Segment Open
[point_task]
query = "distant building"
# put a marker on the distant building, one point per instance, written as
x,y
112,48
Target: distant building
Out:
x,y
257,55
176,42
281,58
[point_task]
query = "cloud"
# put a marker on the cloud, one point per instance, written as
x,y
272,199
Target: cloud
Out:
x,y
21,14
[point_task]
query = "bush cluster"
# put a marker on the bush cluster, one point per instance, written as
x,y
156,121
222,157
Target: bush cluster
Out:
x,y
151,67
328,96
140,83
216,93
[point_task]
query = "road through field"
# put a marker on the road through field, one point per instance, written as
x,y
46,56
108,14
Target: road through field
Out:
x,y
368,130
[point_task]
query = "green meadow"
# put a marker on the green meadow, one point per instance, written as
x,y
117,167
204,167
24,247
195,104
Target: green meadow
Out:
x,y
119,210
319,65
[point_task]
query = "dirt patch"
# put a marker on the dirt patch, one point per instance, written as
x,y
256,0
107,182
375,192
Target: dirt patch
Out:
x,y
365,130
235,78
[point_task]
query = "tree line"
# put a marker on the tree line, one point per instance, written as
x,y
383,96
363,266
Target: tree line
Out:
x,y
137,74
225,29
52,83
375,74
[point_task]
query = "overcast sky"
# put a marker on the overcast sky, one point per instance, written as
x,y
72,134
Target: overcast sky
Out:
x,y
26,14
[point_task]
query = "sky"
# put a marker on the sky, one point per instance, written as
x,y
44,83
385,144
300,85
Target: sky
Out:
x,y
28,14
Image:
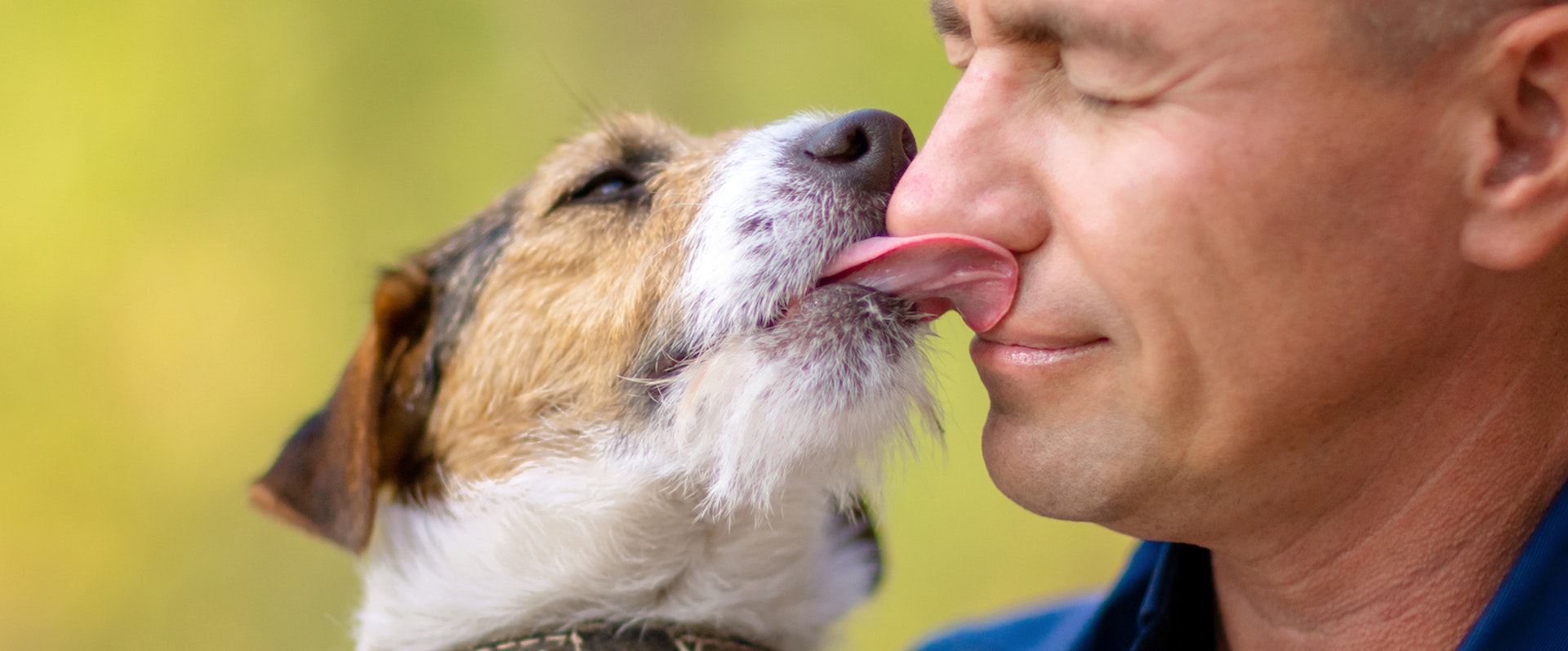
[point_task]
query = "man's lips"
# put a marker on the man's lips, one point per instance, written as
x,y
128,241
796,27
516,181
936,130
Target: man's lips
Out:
x,y
937,272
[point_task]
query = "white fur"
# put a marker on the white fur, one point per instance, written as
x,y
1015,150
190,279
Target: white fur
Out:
x,y
719,509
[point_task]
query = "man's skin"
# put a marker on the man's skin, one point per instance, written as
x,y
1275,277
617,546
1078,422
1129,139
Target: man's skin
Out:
x,y
1275,301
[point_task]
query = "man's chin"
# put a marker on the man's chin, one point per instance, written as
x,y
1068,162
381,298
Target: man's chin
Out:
x,y
1073,475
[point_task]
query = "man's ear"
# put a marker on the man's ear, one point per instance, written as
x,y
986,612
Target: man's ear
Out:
x,y
1521,187
327,477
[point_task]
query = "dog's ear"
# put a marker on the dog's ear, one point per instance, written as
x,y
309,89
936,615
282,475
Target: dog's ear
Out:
x,y
327,477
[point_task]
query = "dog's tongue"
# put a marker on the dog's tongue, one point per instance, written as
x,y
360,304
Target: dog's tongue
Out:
x,y
935,272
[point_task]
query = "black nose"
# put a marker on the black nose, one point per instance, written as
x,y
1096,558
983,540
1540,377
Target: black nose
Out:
x,y
867,148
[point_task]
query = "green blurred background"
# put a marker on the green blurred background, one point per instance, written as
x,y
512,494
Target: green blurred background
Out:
x,y
195,198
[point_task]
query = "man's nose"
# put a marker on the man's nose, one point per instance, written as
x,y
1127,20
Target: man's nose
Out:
x,y
866,149
976,176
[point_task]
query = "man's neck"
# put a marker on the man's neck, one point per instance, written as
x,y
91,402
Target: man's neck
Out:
x,y
1414,555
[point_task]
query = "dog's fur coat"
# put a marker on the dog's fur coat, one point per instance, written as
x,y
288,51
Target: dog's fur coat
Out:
x,y
618,395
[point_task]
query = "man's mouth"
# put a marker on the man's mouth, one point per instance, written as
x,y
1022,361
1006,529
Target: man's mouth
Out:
x,y
937,274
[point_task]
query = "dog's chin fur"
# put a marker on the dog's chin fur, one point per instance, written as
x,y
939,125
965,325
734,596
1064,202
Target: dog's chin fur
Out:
x,y
676,448
595,540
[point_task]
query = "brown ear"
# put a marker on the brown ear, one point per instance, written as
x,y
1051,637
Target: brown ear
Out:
x,y
327,477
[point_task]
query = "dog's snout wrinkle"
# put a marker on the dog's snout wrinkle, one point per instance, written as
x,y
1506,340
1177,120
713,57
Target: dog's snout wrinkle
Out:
x,y
867,149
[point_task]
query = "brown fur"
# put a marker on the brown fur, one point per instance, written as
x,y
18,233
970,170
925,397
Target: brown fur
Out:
x,y
557,328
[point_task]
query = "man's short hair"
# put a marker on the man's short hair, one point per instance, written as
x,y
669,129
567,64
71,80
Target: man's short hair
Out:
x,y
1405,33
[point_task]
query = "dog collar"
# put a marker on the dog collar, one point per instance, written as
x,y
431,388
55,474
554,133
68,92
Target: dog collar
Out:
x,y
623,637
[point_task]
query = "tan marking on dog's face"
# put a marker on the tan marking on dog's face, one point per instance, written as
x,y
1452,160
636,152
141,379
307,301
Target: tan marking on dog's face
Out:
x,y
572,298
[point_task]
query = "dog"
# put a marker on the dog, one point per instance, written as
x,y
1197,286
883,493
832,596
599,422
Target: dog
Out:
x,y
623,407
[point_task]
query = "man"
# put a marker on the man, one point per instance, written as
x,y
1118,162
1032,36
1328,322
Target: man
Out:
x,y
1294,296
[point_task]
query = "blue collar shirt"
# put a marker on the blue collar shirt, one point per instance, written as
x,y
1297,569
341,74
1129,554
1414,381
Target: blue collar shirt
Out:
x,y
1165,603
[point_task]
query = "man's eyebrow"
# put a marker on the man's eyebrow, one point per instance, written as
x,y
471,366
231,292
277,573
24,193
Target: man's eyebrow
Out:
x,y
1048,25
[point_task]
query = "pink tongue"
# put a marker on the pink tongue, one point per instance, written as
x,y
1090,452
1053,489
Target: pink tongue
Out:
x,y
935,272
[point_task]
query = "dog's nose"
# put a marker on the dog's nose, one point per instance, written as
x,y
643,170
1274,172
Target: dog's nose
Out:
x,y
866,148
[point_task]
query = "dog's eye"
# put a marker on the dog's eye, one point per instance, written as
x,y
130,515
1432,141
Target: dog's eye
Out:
x,y
608,187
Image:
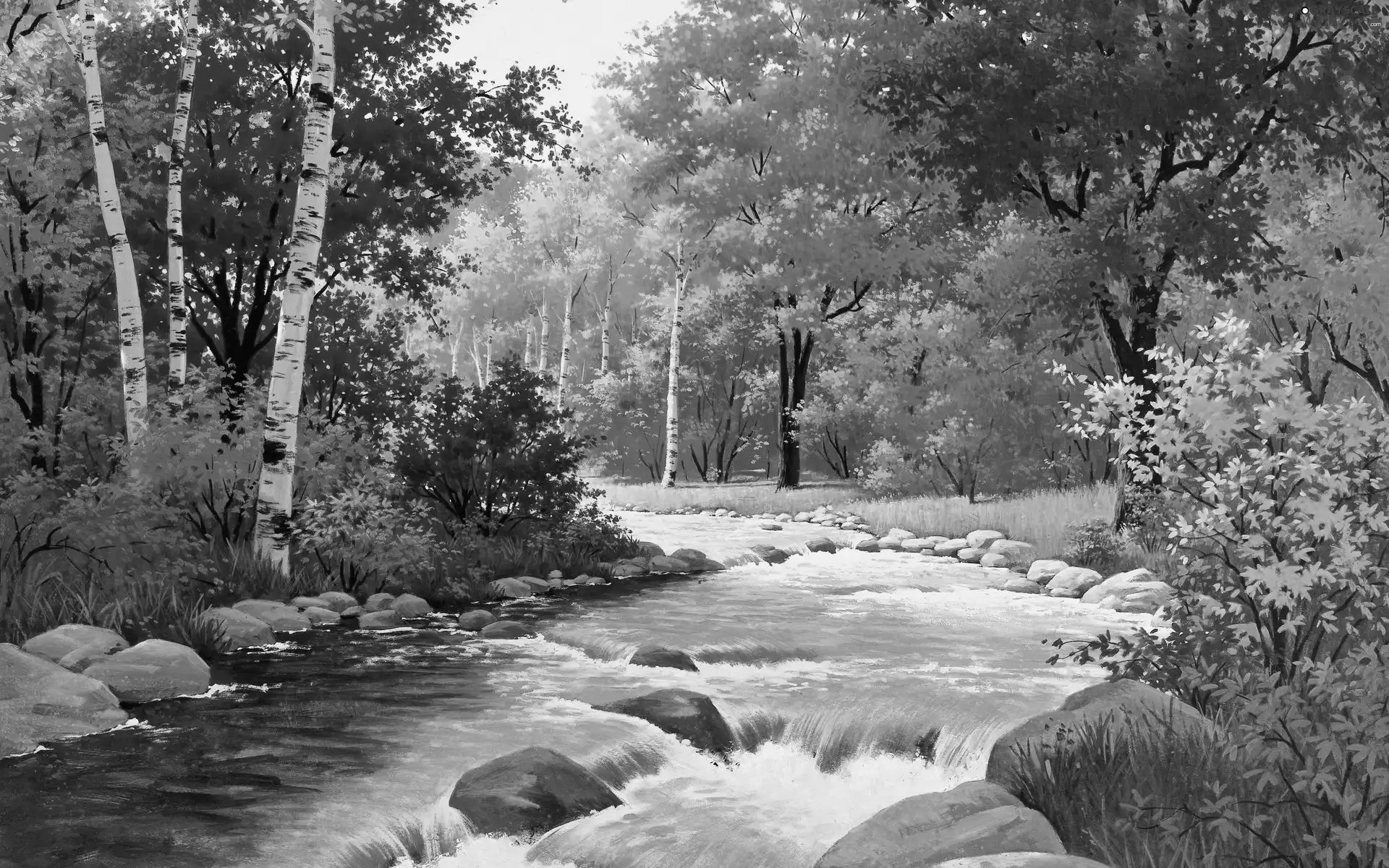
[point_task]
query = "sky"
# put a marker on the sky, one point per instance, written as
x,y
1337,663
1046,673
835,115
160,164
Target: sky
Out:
x,y
578,36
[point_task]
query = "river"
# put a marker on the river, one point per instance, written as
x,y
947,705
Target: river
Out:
x,y
833,667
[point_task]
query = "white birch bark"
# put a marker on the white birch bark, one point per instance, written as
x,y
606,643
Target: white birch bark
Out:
x,y
122,261
277,482
673,392
608,318
564,347
174,221
545,335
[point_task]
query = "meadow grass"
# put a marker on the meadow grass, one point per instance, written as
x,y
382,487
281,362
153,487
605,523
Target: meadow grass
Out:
x,y
1038,517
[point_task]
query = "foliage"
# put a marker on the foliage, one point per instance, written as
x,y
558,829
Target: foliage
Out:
x,y
1092,543
495,459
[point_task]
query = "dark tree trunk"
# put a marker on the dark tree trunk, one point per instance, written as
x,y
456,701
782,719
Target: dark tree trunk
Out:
x,y
794,365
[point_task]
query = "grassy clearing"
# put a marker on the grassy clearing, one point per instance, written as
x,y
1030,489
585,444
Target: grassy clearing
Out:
x,y
1040,519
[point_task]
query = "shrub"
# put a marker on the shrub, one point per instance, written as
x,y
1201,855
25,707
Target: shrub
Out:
x,y
1092,543
495,459
1281,608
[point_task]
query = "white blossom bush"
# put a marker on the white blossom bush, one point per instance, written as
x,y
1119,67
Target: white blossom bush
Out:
x,y
1280,620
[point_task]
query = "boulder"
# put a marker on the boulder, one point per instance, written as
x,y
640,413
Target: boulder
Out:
x,y
510,590
279,617
663,658
1137,590
1126,707
1043,571
69,638
377,603
238,629
684,714
507,629
528,792
982,539
975,818
410,606
1139,599
150,671
1017,552
475,618
771,555
41,700
668,564
338,600
951,546
1021,860
972,556
380,620
1073,582
318,616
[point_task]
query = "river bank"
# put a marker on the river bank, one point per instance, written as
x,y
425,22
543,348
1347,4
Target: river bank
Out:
x,y
334,733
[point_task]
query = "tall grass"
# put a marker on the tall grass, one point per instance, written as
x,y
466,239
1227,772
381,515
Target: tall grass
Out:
x,y
1040,517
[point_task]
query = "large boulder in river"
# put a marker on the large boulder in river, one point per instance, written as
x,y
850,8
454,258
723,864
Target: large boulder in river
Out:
x,y
279,617
237,629
1021,860
1073,582
475,618
507,629
410,606
150,671
528,792
684,714
87,641
663,658
1120,709
975,818
41,700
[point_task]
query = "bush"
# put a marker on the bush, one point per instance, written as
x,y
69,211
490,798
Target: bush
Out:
x,y
1092,543
495,459
1281,610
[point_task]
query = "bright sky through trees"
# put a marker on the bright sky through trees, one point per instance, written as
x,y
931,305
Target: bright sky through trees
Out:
x,y
578,36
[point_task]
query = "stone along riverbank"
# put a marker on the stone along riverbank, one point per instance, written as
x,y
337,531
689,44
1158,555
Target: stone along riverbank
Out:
x,y
849,681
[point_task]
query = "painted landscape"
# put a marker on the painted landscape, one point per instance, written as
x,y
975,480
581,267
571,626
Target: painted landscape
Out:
x,y
744,434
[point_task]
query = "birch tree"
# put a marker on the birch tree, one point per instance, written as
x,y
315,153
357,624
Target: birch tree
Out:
x,y
122,260
273,511
174,220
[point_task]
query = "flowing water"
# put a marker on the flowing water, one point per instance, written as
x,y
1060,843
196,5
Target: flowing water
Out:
x,y
853,679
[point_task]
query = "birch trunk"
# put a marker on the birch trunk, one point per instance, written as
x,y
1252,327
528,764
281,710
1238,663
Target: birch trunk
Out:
x,y
608,320
174,221
277,482
545,335
122,261
673,392
564,349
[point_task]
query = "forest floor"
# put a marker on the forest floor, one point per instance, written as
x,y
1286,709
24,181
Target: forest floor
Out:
x,y
1038,517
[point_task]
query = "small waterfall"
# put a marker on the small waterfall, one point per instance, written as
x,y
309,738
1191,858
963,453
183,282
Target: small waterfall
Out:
x,y
420,839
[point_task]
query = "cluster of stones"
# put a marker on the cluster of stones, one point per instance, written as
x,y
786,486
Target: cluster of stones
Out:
x,y
1135,590
978,824
255,623
74,679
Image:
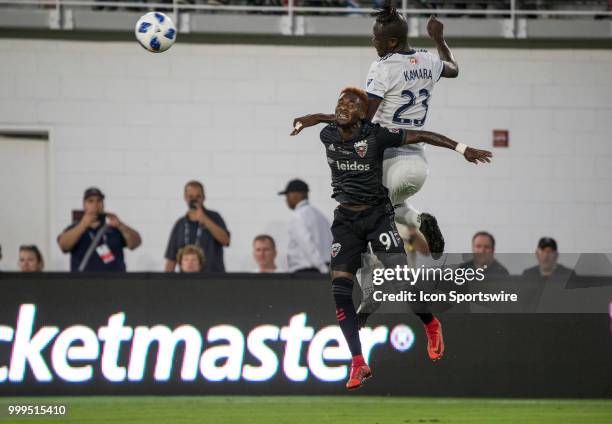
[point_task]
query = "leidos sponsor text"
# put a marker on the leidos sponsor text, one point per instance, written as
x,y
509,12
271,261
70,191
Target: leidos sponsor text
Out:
x,y
77,350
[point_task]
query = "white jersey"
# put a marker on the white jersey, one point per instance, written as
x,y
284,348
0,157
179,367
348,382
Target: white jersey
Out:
x,y
404,82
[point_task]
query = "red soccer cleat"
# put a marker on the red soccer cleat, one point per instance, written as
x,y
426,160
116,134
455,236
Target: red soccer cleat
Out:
x,y
359,374
435,341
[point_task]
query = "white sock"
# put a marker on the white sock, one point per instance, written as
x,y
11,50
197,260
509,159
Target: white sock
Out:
x,y
407,215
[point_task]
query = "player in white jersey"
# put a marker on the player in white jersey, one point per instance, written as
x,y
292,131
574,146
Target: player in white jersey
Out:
x,y
399,86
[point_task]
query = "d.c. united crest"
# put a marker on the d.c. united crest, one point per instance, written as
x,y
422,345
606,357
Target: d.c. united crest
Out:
x,y
361,147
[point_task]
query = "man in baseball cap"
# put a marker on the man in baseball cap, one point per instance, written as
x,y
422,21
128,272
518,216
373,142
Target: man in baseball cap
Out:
x,y
547,255
96,241
93,191
310,237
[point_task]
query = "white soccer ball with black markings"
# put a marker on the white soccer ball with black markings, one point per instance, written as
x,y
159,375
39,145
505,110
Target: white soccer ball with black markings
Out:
x,y
155,32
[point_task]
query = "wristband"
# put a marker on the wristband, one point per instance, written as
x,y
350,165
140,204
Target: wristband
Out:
x,y
460,147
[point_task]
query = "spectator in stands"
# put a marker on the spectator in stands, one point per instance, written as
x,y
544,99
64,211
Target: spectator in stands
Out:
x,y
96,241
310,236
190,258
202,227
483,250
30,259
548,266
264,253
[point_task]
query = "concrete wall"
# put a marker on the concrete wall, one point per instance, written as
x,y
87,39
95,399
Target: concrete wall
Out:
x,y
139,125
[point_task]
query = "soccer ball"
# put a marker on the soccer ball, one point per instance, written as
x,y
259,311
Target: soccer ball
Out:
x,y
155,32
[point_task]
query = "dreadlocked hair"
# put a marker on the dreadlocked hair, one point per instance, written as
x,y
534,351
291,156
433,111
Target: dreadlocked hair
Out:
x,y
360,93
387,13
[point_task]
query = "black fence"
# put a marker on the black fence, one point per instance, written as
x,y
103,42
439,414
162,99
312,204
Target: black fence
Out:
x,y
130,334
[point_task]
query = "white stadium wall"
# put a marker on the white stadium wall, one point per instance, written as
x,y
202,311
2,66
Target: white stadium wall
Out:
x,y
139,125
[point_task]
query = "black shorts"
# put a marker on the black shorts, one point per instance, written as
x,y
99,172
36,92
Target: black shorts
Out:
x,y
353,230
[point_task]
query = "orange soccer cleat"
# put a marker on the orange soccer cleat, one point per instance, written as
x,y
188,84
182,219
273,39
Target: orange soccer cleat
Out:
x,y
359,374
435,341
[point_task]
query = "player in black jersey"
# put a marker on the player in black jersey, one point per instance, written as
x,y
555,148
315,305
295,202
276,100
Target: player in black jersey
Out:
x,y
365,215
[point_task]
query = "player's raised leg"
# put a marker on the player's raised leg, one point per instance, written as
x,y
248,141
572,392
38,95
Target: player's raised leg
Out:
x,y
345,259
388,246
404,173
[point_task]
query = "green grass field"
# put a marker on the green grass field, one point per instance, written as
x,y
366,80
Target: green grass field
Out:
x,y
317,410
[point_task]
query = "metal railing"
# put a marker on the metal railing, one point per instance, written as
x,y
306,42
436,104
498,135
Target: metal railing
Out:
x,y
291,10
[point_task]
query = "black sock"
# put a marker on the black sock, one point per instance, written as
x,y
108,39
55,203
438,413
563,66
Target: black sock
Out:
x,y
425,317
342,289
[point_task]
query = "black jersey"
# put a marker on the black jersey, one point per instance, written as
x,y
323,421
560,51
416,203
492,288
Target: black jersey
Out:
x,y
356,164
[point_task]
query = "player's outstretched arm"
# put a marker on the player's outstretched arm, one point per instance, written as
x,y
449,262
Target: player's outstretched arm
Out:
x,y
435,29
439,140
309,120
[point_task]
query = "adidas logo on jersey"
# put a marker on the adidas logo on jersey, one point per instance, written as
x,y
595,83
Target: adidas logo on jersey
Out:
x,y
352,166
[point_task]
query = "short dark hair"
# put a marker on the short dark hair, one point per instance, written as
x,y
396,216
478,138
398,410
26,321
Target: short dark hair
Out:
x,y
487,234
194,183
392,21
264,237
34,249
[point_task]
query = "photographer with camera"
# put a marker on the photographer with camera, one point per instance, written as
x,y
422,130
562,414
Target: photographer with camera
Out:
x,y
96,238
201,227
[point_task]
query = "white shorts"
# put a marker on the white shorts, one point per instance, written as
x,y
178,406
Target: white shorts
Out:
x,y
404,175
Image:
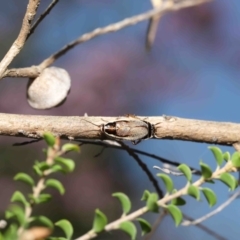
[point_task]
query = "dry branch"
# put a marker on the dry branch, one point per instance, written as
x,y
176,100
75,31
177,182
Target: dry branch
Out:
x,y
167,6
22,37
167,127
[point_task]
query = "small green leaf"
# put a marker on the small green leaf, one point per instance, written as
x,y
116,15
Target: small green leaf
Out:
x,y
152,202
145,195
57,168
226,156
70,147
49,138
218,155
129,228
45,221
19,197
206,170
42,165
66,226
210,196
24,178
37,170
236,159
125,202
68,164
229,180
11,232
55,184
145,226
175,213
194,192
16,211
44,197
99,222
167,181
178,201
57,238
186,171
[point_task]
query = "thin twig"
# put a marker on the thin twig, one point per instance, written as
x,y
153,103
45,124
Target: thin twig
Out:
x,y
22,37
217,210
161,159
206,229
168,169
144,168
156,224
167,198
42,16
153,25
167,6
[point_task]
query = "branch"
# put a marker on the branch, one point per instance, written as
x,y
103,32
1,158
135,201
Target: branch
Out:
x,y
217,210
162,202
161,159
22,37
144,167
167,6
42,16
166,127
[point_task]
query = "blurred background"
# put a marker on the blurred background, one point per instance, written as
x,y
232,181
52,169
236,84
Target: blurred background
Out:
x,y
192,71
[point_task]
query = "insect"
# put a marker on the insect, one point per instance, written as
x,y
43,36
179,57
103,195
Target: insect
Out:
x,y
127,129
130,129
Segment Closed
Aim of the task:
Look over the data above and show each line that contains "outstretched".

Finished task:
query = "player's outstretched arm"
# put a marker on the player's outstretched arm, one point per instance, written as
Target: player's outstretched arm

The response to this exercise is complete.